Request:
Everything in the data should be repeated exactly, save for the images.

Object pointing dataset rows
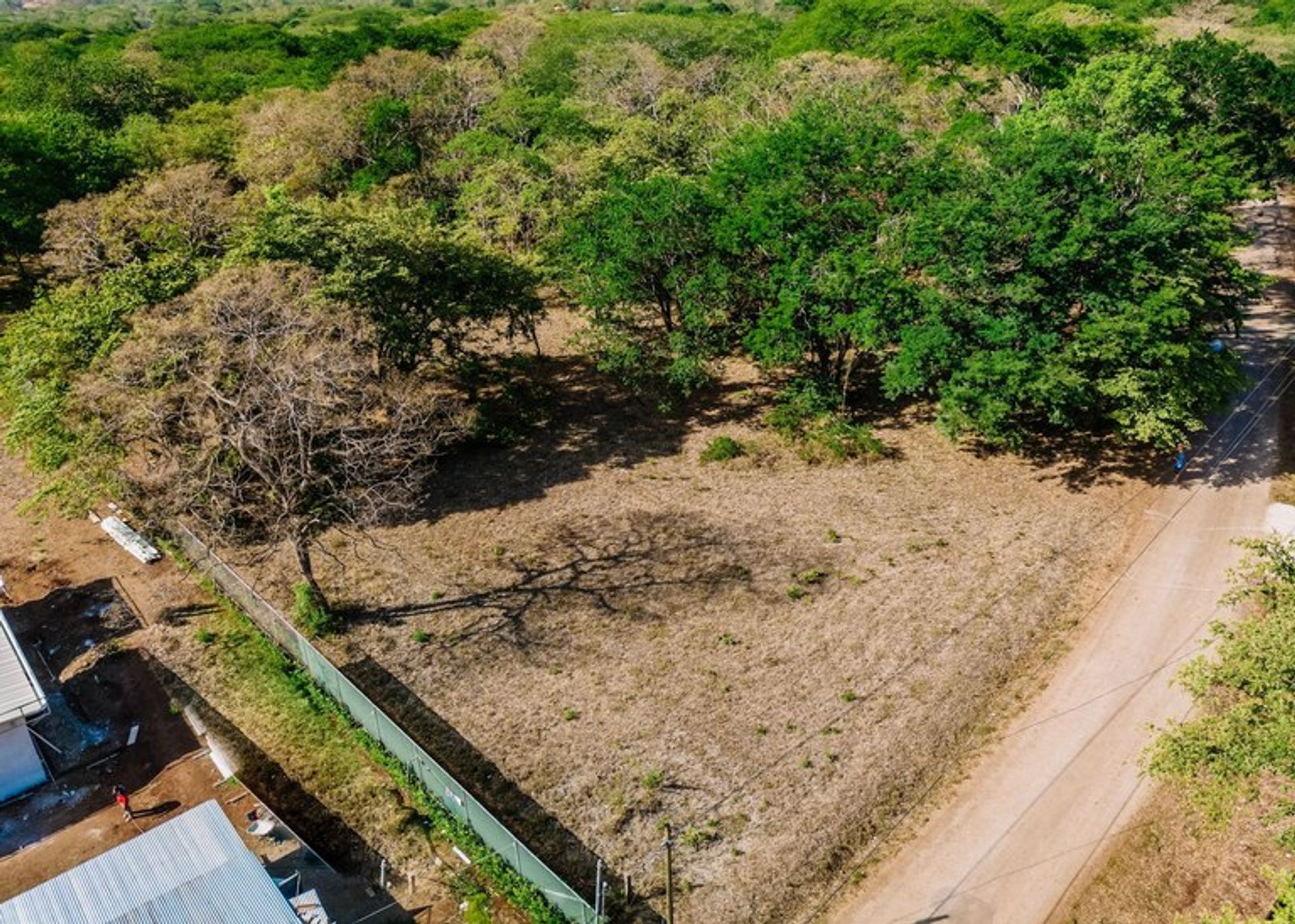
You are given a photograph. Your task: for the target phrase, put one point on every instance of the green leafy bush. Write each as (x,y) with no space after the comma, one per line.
(311,612)
(722,449)
(1241,732)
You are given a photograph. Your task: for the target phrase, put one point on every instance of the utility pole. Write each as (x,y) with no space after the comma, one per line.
(670,875)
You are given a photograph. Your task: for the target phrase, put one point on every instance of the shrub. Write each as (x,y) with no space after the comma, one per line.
(722,449)
(806,415)
(311,612)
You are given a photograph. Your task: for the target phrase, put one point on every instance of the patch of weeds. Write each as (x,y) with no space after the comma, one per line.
(811,576)
(311,612)
(469,892)
(722,449)
(699,839)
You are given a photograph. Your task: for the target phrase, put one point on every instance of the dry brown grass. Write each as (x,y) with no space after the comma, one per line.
(310,772)
(1230,21)
(794,650)
(1171,862)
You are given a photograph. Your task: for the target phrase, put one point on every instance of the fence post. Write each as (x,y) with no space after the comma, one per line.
(280,631)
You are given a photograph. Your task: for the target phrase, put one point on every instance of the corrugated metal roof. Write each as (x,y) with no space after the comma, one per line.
(191,870)
(20,691)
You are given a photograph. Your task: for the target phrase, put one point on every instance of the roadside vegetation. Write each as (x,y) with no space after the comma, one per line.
(291,275)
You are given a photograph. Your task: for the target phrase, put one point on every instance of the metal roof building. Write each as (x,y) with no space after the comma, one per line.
(21,699)
(20,691)
(190,870)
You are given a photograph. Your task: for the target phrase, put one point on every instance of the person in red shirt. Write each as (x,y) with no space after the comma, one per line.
(123,800)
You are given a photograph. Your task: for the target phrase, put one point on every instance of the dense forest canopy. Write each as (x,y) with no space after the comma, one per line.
(1017,214)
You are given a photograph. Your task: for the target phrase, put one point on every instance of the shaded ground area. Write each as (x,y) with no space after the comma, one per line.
(113,722)
(1168,860)
(606,635)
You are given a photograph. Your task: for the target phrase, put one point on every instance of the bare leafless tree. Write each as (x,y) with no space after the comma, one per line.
(260,411)
(188,208)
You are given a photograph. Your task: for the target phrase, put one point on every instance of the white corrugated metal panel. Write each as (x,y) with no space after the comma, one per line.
(191,870)
(20,764)
(20,693)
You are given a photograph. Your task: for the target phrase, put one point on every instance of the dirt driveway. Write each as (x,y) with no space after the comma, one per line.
(1027,826)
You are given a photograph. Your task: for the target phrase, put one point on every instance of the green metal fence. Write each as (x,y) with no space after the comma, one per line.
(368,716)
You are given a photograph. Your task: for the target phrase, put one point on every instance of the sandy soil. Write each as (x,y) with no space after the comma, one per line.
(61,576)
(774,656)
(1036,815)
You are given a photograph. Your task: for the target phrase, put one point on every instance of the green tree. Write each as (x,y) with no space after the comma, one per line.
(806,208)
(425,294)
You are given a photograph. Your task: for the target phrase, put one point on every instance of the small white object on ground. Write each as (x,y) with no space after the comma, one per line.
(130,540)
(1281,519)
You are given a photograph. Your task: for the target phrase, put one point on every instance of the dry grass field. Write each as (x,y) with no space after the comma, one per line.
(602,635)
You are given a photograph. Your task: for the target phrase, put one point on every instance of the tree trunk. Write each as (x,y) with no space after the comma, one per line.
(666,304)
(302,546)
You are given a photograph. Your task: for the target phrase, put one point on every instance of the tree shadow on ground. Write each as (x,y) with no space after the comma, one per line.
(66,623)
(581,420)
(613,573)
(325,832)
(552,842)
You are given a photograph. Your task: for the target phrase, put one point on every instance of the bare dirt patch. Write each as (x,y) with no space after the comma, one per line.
(1171,862)
(601,633)
(64,577)
(1228,21)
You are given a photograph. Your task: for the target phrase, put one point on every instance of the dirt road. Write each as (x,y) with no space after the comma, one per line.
(1023,830)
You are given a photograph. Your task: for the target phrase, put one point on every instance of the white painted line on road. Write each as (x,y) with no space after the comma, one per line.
(1172,585)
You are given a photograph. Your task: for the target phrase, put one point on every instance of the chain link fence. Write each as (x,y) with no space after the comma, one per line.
(367,715)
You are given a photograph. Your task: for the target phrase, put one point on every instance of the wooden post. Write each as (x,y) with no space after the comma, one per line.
(670,875)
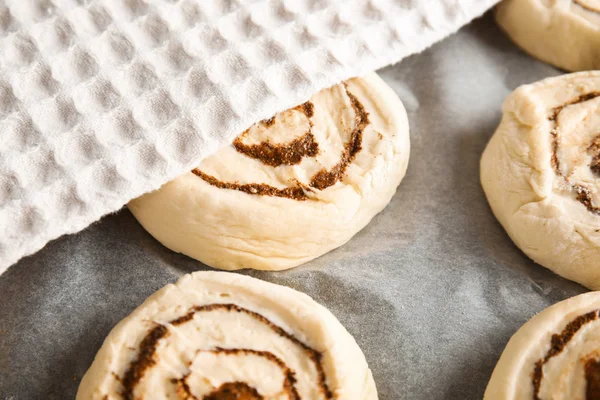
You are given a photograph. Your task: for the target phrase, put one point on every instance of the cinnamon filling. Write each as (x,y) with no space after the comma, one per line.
(293,152)
(282,154)
(557,345)
(584,195)
(234,391)
(147,358)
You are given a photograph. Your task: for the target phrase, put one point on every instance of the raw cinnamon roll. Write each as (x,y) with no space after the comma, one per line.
(291,187)
(556,355)
(219,336)
(565,33)
(541,174)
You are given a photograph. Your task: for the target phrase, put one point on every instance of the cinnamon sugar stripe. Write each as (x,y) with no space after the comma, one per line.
(320,180)
(147,356)
(584,195)
(282,154)
(557,345)
(241,390)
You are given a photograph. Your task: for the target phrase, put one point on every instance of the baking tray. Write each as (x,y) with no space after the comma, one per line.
(431,289)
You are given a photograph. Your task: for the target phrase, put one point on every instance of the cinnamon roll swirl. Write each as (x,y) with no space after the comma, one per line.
(290,188)
(555,355)
(220,336)
(541,174)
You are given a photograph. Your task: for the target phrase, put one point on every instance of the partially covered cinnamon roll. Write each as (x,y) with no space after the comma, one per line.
(541,174)
(291,187)
(556,355)
(222,336)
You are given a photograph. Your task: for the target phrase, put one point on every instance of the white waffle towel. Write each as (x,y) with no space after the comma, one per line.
(103,100)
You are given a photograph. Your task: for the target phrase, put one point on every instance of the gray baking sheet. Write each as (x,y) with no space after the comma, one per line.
(431,289)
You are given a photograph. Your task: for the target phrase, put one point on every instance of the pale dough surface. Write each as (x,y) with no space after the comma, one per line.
(565,33)
(564,373)
(540,198)
(220,346)
(231,229)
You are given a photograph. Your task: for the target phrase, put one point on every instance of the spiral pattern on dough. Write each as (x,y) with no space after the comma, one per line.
(290,188)
(149,356)
(555,355)
(570,166)
(188,344)
(293,152)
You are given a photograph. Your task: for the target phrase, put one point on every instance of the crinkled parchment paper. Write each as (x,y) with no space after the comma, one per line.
(432,289)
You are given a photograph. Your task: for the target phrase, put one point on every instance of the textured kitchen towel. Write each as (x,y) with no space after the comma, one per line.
(103,100)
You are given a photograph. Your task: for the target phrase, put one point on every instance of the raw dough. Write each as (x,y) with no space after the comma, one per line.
(541,174)
(565,33)
(290,188)
(556,355)
(214,333)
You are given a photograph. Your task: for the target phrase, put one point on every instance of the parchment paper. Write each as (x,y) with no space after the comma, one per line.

Response below:
You are given a photograph. Your task: for the target phrase, put one point on every instance of the green leafy bush. Write each as (x,y) with no space after the comma, one per line.
(311,612)
(722,449)
(1241,732)
You are given a photograph. Your task: for the target phrase, put one point on every instance of the utility pole. Write each as (x,y) with no space after the comma, one per line.
(670,875)
You are given a photograph. Your task: for the target phrase, put one point on every instance of the shrub. Write each as (x,y) with no space after the comma, one per line.
(722,449)
(806,415)
(311,612)
You are given a photograph. Your task: for the target phrase, put one point on every instance of the patch of weeds. Write each as (x,y) with no space after the comma, one per line.
(811,576)
(311,612)
(469,892)
(722,449)
(699,839)
You are given a photograph. Your task: for the target phrase, put one point on every instance of the dry brown grass. Write each as (x,y) with no space after the comma, one per line.
(310,772)
(1230,21)
(794,650)
(1171,862)
You are given a photograph. Your task: for the target phrase, put one point on every instance of the fence post. Write each as (x,y) with no space after the comma, one per line.
(280,631)
You are given a photograph. Your task: for the target phrase, put one point on every instance of the corrugated metal roof. Write each as (x,y) with no space after the comma, one per line.
(191,870)
(20,691)
You are given a photograph. Your task: for the target phrase, put one point on every instance of the roadside vegetation. Write each as (x,y) with no space after the comma, one per line.
(291,275)
You are given a photograph. Your task: for the target phrase, put one point on every instance of the metal roof building. Write each as (x,y) with no space after the comma, one per line.
(21,699)
(20,691)
(190,870)
You are given a photograph. Your task: for the target phrase, put one point on every instance of the person in red shirt. Write each as (x,y) with no space after the comma, one per line.
(123,800)
You are given a photograph. Your task: for the target phrase, put one point on every instance of the dense forest canopy. Write each as (x,y) with no space after the comma, one per line.
(1017,214)
You are given a photograph. Your task: for the target phrase, put one point on every instance of the shaded ground area. Write each as (x,y) with no space after the comma, one per line.
(113,722)
(1168,860)
(606,635)
You are given a photograph. Your task: for the target phrase, put one point on every instance of the bare leafless tree. Write each as (x,y) with no space after the comma, one per line.
(260,411)
(188,208)
You are given a photograph. Your task: for the target phrase, put one point on every instance of the white corrugated metal panel. Write each as (x,y) with no space after the comma, one per line.
(191,870)
(20,764)
(20,693)
You are given a photograph. Your task: for the target phrase, put one point on every instance of the dirt driveway. Write each as (x,y) with no space after the comma, one per line.
(1027,826)
You are given a photograph. Your task: for the target phrase, put one point on every instance of the green metal fence. Write each as (x,y) with no space after the comma, one per line.
(368,716)
You are given a photograph. Your task: for the target phrase, put one point on every instance of the sandy soil. Write each as (x,y) with no space after the comma, one per line.
(61,576)
(774,656)
(1036,815)
You are given a photograph. Your task: for the target phrase, put one point on every instance of the green tree. Write each as (x,y) with no space after the comma, one per line.
(806,208)
(425,294)
You are given a photograph. Your task: for the target phrase, put one point on every instance of the small white object on ground. Write each as (x,y) with no space after the comma, one per line.
(130,540)
(1281,519)
You are given a photograph. Your task: for the target phrase, put one point on every instance of the dry grass field. Write each as (x,y) with no space after the comma, one per line.
(602,635)
You are given a photograph. Your task: for the target phrase, put one point on every instance of the tree trunk. Write each as (x,y) with no space after the comma, one per line.
(666,304)
(302,546)
You are given a photograph. Your task: for the target phrase, put one point on every instance of the tree shadow on ground. Write each as (x,y) with no space after the comma, one per line.
(66,623)
(581,420)
(613,573)
(325,832)
(552,842)
You are given a photograph. Your task: for the target phrase, put one point on every instance of the bare dirt patch. Write each as (x,y) with no space after the comma, one per line.
(1171,862)
(601,633)
(64,577)
(1228,21)
You are given a photograph. Your task: for the target phrase, put one point on every instance of the dirt road. Write each as (x,y) with no space after the comma, one per line.
(1023,830)
You are given a photograph. Your task: for the target phrase, put one point on every instance of the white painted line on road. Write each as (x,y) with no space after the comma, one per line.
(1172,585)
You are given a photograph. Your task: for the target phrase, put one point on every instance of the chain link fence. Write each as (x,y) with no space after the comma, one per line.
(367,715)
You are given a photograph. Your task: for the target phrase, put one point on every instance of the wooden post. Write each as (x,y) with no space after the comma, one per line.
(670,875)
You are given a photograph. Your task: for the target phrase, put one point on every instance of the cinnamon filling. Write each as (x,y) with no space after the comma, one per line.
(293,152)
(282,154)
(557,345)
(584,195)
(234,391)
(147,358)
You are given a photograph. Your task: for the target phrase, put one point on every instance of the raw cinnamon roll. Write each as (x,y) with no space after the comma, one per line.
(291,187)
(556,355)
(219,336)
(565,33)
(541,174)
You are given a photograph. Your task: for the target phrase, put one point on every instance of the cinnamon sugar stripe. Write each as (x,y) with no space after the comma, one per line.
(320,180)
(147,356)
(584,195)
(282,154)
(557,345)
(241,390)
You are given a photograph. Your task: for the target phrase, put one point on every instance of the baking tray. Write each as (x,y) with no space after the comma, one per line.
(431,289)
You are given a photograph. Your task: for the target phrase, put one point on every instance of the cinnamon roll swirl. Write each as (x,y) with no space after the comma, one per line.
(290,188)
(555,355)
(220,336)
(541,174)
You are given a photograph. Your task: for the target phrase, put one point on every instance of the partially covered cinnamon roll. Write each as (x,y) with no space after the comma, one per line.
(541,174)
(291,187)
(556,355)
(222,336)
You are given a photograph. Your task: for the target phrase, put one point on every instance of the white waffle towel. Write each as (x,y) with no space after the comma, one per line.
(103,100)
You are given a photograph. Your task: for the target phrase, put one point on every instance of the gray baking sheet. Write each as (x,y) with no space after the comma, one per line.
(431,289)
You are given a photograph. Your task: for the target phrase, put one point on every instance of the pale dough surface. Write each as (x,y) with no space after the comma, one per line.
(565,33)
(564,373)
(540,198)
(220,346)
(231,229)
You are given a photograph. Your task: for the target phrase, put one point on every instance of the spiral pattern on dough. Write each as (x,y) with no space after the comma, one per line.
(290,188)
(149,356)
(555,355)
(570,166)
(188,344)
(293,152)
You are given a photograph. Your task: for the target phrase, put one point on every instance of the crinkled parchment paper. Write each as (x,y) with no space after the comma, one per line.
(432,289)
You are given a photograph. Your task: for the target phrase, put one point on every instance of the textured kitchen towel. Write each as (x,y) with no space after the comma, one per line.
(103,100)
You are given a photograph. Your task: for the target phrase, put one point on every instance of the raw dough. Write each as (x,y) with no space after the comma, one per line.
(541,174)
(565,33)
(290,188)
(556,355)
(214,333)
You are given a photograph. Your task: for the target phrase, put one point on every instance of the parchment paper. Write each as (x,y) with no space after the comma, one per line.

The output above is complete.